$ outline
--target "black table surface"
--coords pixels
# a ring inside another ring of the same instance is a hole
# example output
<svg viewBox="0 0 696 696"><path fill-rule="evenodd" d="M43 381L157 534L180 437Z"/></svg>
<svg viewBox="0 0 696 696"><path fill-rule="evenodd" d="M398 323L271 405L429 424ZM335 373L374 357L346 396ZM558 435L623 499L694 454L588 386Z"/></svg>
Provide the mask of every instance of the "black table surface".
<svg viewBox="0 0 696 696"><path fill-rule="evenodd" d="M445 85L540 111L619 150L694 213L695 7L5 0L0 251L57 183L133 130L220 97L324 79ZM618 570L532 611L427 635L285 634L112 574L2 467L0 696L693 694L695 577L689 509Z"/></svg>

----

● **Prompt**
Can you give these lines again with "black table surface" renamed to "dark tabletop" and everything else left unchanged?

● **Final result**
$ outline
--target "dark tabletop"
--coords pixels
# a ring inside another ring of the same instance is a hole
# example output
<svg viewBox="0 0 696 696"><path fill-rule="evenodd" d="M43 381L157 534L180 437Z"/></svg>
<svg viewBox="0 0 696 696"><path fill-rule="evenodd" d="M398 323L271 405L429 424ZM335 373L374 357L346 396ZM558 435L623 499L694 454L588 386Z"/></svg>
Provide the mask of every instance of the "dark tabletop".
<svg viewBox="0 0 696 696"><path fill-rule="evenodd" d="M445 85L540 111L619 150L694 213L695 7L5 0L0 251L57 183L133 130L220 97L324 79ZM618 570L532 611L427 635L285 634L112 574L2 467L0 696L693 694L695 577L689 509Z"/></svg>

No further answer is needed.